Exercise set -
(a) Set down, word for word, everything in the logistic regression text from "Where Linear Regression" down to "a particular category.".
(b) Using the logistic regression text, answer these:
(i) What kind of values does Linear Regression predict?
(ii) Which two features are used to predict whether a student passes or fails?
(iii) In the example table, how many hours did the student who studied 8.62 hours sleep?

Text passage -

((

Where Linear Regression is used to predict continuous numerical values, Logistic Regression's predictions are discrete (only certain values or categories are allowed). It represents the probability of the sample belonging to a particular category.

### 1.2. Binary Logistic Regression
Say you are given data on student exam results, and your goal is to predict whether a student will pass or fail based on the number of hours slept, and the hours studied. In this case we have,
1. Features: 
 - Hours Slept
 - Hours Studied
2. Classes:
 - Pass(1)
 - Fail(0)
 
Ex:

Studied (hrs) | Slept (hrs) | Result |
--------------| ----------- | -------|
4.85 | 9.63 | 1
8.62 | 3.23 | 0
5.43 | 8.23 | 1
st | sl | ?

))

Extracted entries -
((

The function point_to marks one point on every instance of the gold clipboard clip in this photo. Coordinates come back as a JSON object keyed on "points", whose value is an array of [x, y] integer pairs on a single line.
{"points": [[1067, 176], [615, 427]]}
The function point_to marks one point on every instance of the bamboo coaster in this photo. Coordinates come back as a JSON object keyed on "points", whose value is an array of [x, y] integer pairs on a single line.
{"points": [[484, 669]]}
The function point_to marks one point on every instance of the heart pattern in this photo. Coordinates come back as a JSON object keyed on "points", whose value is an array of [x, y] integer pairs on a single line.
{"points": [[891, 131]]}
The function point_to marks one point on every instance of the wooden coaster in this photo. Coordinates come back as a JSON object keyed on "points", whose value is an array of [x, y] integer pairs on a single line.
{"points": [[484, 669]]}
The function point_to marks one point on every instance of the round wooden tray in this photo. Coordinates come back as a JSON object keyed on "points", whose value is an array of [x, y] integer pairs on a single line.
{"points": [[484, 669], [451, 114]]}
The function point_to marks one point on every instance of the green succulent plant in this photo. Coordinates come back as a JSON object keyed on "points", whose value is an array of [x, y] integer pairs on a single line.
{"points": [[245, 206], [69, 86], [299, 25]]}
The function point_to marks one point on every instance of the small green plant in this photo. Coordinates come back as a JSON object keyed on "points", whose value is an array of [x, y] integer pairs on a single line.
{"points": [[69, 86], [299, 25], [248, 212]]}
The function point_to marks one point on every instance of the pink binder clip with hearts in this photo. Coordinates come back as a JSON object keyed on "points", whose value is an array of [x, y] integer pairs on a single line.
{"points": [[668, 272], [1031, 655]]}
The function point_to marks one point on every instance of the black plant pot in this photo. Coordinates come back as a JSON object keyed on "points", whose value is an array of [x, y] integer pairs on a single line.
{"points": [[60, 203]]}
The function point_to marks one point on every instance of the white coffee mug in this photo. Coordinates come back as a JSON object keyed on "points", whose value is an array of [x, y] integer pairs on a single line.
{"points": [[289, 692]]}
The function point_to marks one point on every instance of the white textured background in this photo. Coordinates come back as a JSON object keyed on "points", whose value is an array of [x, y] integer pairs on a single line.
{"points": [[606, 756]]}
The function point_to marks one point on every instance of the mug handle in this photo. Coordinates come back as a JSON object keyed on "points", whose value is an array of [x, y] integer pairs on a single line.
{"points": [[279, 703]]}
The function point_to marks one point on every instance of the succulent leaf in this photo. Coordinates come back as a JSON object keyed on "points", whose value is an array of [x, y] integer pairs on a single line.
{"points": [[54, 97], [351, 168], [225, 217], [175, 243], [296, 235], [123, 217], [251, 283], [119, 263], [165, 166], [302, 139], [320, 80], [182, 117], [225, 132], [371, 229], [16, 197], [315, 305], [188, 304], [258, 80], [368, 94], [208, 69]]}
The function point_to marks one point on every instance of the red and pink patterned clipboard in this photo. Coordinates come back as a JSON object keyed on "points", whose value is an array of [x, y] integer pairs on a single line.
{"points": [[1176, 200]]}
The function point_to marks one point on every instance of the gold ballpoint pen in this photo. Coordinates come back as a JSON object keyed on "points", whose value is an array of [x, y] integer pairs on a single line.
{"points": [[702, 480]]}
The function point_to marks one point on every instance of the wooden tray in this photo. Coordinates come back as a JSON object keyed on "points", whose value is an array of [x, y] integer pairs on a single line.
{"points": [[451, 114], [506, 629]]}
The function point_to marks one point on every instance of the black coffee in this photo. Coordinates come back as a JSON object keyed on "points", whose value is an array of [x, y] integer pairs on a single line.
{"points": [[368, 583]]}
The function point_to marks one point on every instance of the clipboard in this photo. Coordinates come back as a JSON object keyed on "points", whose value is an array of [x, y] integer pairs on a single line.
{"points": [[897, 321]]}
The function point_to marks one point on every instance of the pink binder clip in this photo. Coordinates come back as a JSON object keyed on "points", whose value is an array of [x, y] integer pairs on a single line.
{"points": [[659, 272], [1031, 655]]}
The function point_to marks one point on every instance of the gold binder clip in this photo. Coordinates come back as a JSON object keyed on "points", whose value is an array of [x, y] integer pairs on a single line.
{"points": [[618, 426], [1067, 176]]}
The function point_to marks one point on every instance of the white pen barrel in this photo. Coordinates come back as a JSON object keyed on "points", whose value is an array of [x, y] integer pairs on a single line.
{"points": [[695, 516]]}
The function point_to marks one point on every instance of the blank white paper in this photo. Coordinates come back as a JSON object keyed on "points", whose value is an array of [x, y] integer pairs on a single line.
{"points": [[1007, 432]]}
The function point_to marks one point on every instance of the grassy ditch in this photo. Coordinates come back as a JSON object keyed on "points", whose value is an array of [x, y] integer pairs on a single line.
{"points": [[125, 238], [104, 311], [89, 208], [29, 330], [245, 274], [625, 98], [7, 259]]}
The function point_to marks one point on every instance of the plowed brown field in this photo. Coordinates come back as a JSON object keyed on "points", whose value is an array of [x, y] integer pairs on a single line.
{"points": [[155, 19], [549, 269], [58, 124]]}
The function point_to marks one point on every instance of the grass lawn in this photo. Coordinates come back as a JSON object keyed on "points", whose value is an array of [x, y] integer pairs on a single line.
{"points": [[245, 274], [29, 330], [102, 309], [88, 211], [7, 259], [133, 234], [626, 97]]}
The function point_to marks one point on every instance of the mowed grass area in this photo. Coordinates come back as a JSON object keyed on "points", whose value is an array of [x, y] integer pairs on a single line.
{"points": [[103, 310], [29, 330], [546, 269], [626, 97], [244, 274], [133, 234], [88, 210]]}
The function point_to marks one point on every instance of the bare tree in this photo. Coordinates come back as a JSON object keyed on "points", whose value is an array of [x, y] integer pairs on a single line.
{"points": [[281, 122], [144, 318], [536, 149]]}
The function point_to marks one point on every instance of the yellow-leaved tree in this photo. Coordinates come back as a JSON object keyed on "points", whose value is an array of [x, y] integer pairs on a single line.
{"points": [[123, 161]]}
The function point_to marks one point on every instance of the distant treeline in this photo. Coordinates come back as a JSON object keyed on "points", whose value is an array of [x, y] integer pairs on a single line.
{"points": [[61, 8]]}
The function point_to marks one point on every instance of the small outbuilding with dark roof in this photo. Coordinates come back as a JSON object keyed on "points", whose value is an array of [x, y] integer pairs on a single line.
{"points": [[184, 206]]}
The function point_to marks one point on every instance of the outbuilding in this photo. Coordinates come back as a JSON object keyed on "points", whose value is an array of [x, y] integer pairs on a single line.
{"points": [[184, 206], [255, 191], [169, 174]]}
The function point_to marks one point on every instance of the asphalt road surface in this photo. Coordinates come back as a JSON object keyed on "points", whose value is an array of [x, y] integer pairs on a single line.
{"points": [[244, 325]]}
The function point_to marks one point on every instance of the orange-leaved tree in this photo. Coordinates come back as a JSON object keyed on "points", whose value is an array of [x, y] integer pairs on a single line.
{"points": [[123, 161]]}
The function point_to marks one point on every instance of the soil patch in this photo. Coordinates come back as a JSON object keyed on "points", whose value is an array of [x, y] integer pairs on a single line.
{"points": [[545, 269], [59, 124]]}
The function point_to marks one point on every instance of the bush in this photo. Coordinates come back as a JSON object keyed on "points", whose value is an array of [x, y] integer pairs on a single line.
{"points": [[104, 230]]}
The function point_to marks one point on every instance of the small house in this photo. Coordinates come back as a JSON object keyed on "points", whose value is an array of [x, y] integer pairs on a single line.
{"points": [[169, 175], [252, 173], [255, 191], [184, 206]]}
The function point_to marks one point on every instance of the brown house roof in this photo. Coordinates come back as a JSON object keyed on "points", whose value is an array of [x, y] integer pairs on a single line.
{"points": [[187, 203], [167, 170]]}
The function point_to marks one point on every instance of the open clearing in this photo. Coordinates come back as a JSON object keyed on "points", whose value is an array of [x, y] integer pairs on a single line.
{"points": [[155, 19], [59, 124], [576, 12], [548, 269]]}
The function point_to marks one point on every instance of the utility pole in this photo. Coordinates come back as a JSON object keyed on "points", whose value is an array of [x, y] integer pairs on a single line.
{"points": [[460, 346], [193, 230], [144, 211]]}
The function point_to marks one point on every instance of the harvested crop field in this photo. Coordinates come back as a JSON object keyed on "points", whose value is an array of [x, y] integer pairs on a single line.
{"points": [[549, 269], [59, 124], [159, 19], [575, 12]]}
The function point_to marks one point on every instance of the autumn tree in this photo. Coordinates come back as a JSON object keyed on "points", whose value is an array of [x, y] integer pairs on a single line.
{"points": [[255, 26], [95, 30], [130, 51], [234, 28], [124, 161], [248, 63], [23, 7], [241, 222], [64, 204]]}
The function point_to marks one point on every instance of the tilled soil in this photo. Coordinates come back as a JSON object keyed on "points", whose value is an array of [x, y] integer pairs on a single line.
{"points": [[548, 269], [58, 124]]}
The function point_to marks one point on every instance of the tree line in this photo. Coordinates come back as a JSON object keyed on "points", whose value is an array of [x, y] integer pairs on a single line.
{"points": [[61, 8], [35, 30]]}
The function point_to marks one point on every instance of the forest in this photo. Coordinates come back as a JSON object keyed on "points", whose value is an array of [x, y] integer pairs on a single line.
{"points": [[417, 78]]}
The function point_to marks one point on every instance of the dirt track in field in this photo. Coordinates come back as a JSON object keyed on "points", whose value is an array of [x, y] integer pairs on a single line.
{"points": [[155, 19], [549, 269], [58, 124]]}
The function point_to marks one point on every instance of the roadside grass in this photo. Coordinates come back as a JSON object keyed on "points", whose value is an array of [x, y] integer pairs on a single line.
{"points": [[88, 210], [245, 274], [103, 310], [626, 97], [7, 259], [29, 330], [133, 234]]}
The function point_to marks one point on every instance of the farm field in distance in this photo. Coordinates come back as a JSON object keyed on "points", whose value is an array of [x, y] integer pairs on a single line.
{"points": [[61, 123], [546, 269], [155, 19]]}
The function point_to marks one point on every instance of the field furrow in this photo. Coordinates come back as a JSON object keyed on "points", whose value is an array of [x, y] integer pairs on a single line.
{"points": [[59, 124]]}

))

In response -
(a)
Where Linear Regression is used to predict continuous numerical values, Logistic Regression's predictions are discrete (only certain values or categories are allowed). It represents the probability of the sample belonging to a particular category.

(b)
(i) Continuous numerical values.
(ii) Hours Slept and Hours Studied.
(iii) 3.23 hours.